Point annotation records:
## start
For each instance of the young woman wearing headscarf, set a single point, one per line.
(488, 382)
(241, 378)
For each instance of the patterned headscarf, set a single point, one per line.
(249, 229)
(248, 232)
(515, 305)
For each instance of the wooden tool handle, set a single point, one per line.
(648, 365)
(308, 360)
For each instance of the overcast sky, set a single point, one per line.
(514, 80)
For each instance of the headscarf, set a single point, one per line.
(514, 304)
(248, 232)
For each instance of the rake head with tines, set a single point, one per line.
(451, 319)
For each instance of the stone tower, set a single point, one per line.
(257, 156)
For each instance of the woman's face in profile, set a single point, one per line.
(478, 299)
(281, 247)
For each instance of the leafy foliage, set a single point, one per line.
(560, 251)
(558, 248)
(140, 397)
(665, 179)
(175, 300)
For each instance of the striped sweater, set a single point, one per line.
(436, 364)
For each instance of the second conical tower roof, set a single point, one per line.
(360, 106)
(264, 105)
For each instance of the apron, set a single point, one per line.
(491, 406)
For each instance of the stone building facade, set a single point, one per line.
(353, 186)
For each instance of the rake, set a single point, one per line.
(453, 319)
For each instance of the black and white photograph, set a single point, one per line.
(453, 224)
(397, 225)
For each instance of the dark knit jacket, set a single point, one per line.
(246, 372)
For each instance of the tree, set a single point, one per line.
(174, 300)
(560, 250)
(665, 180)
## end
Instructions to follow: Rewrite the stretch of the records from the line containing "For each instance of the stone tower, set" through the end as a Markdown table with the columns Row and Line, numbering each line and skipping blank lines.

Expected answer:
| Row | Line |
|---|---|
| 1 | For each instance of the stone tower, set a single point, one per line. |
| 2 | (257, 156) |
| 3 | For each instance of the woman's face in profile, set a single point, one per line. |
| 4 | (478, 299) |
| 5 | (281, 247) |
| 6 | For each instance of the leafy foliage, set a single point, one per line. |
| 7 | (560, 251) |
| 8 | (558, 248) |
| 9 | (140, 397) |
| 10 | (665, 179) |
| 11 | (175, 300) |
| 12 | For each instance of the striped sweater, set a single point, one per line. |
| 13 | (436, 364) |
| 14 | For each instance of the second conical tower roof, set a single point, one per line. |
| 15 | (360, 106) |
| 16 | (264, 105) |
| 17 | For each instance of the apron, set a single point, one per line. |
| 18 | (491, 406) |
| 19 | For each instance of the stone building facade, set a single point, one per line. |
| 20 | (353, 186) |
| 21 | For each instance of the rake, set a single point, one per line. |
| 22 | (453, 319) |
| 23 | For each instance of the black and white photograph, set a single point, one per line. |
| 24 | (453, 224) |
| 25 | (397, 225) |
| 26 | For each instance of the dark knit jacket, set a single point, one per line. |
| 27 | (246, 372) |
| 28 | For each instance of the tree, set a single point, one per line. |
| 29 | (174, 300) |
| 30 | (560, 250) |
| 31 | (665, 180) |